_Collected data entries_
* * *

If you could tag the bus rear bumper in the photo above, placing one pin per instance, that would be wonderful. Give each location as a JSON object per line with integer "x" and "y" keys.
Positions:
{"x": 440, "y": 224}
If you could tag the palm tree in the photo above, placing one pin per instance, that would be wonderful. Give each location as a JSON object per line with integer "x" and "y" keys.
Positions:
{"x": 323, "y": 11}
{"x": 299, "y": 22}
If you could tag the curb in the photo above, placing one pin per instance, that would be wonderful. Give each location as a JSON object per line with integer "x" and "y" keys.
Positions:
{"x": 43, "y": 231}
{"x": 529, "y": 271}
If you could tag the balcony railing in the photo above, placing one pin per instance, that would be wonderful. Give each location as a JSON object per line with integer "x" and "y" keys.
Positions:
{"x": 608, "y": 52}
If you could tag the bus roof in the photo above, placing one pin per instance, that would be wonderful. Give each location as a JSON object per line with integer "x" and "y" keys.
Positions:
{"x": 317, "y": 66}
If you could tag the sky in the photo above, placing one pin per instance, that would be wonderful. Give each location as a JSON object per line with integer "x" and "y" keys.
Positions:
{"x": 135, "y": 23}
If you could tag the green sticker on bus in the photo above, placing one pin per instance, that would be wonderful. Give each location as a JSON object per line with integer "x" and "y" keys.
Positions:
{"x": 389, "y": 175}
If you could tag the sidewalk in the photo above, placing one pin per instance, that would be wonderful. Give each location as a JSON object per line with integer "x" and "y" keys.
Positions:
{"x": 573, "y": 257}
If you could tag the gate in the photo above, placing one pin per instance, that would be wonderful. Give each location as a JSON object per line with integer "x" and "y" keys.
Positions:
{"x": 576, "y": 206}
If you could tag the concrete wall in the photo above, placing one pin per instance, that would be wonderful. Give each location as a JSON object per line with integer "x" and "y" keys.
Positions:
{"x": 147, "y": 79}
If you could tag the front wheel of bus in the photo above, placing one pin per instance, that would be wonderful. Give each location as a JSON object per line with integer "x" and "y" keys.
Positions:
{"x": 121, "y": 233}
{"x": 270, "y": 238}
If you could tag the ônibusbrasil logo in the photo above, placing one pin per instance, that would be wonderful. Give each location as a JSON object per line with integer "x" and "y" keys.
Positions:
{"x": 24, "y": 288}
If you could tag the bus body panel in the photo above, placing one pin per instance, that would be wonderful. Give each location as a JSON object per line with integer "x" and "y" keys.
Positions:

* * *

_Written instruction_
Echo these lines back word for word, covering every one of them.

_Written answer_
If you could tag the bus rear bumper in the photo above, placing one pin per instance, that would be wonderful. Give each location as a JSON object per line with integer "x" and "y" keys.
Positions:
{"x": 440, "y": 224}
If you could tag the palm tree in the photo above, placing one pin per instance, that would be wonderful. Give each location as a JSON object per line with integer "x" and "y" keys.
Positions:
{"x": 323, "y": 11}
{"x": 299, "y": 22}
If you could tag the curb in the photo above, placing one pin per instance, that would be wonderful. Give each location as a JSON object per line with integer "x" and "y" keys.
Positions:
{"x": 43, "y": 231}
{"x": 529, "y": 271}
If you could tag the balcony railing in the photo above, placing one pin per instance, that would be wonderful. Give each location as a JSON object per line with integer "x" and "y" keys.
Positions:
{"x": 608, "y": 52}
If you could tag the bus roof in the photo above, placing one pin per instance, that would be wonderful. Give each location as a JSON object per line with integer "x" and "y" keys.
Positions:
{"x": 317, "y": 66}
If you could tag the sky in the photo above, placing one pin per instance, that would be wonderful. Give each location as a JSON object per line with integer "x" and "y" keys.
Positions:
{"x": 135, "y": 23}
If you could tag the green sticker on bus in the photo above, placing one pin per instance, that would be wonderful. Give each location as a JSON object per line with integer "x" and "y" keys.
Positions:
{"x": 389, "y": 175}
If you could tag the sidewalk in the photo above, placing one pin per instance, that would be wonderful. Give each location as a JSON object per line with integer "x" and "y" keys.
Positions:
{"x": 573, "y": 257}
If you could tag the gate in the photo above, placing one pin per instance, that would be wonderful. Give each location as a JSON object per line with integer "x" and "y" keys.
Positions:
{"x": 576, "y": 206}
If you could tag the concrete wall in the photo above, placing one pin per instance, that would be wonderful. Give each location as a JSON object per line with integer "x" and "y" keys.
Positions:
{"x": 147, "y": 79}
If you could tag the front wheel of bus in the photo above, placing one pin per instance, that would be wonderful. Give each location as a JSON object per line with integer "x" and "y" keys.
Positions:
{"x": 121, "y": 233}
{"x": 270, "y": 238}
If you could tag the ônibusbrasil logo in the photo above, placing one pin per instance, that would be wonderful. Give each location as a JSON object per line with integer "x" and "y" keys.
Positions:
{"x": 24, "y": 288}
If you could tag the bus body panel in the photo above, placing one pin per instance, that would be wonderful. Give each location as a JSON object per line with integer "x" and "y" keys.
Positions:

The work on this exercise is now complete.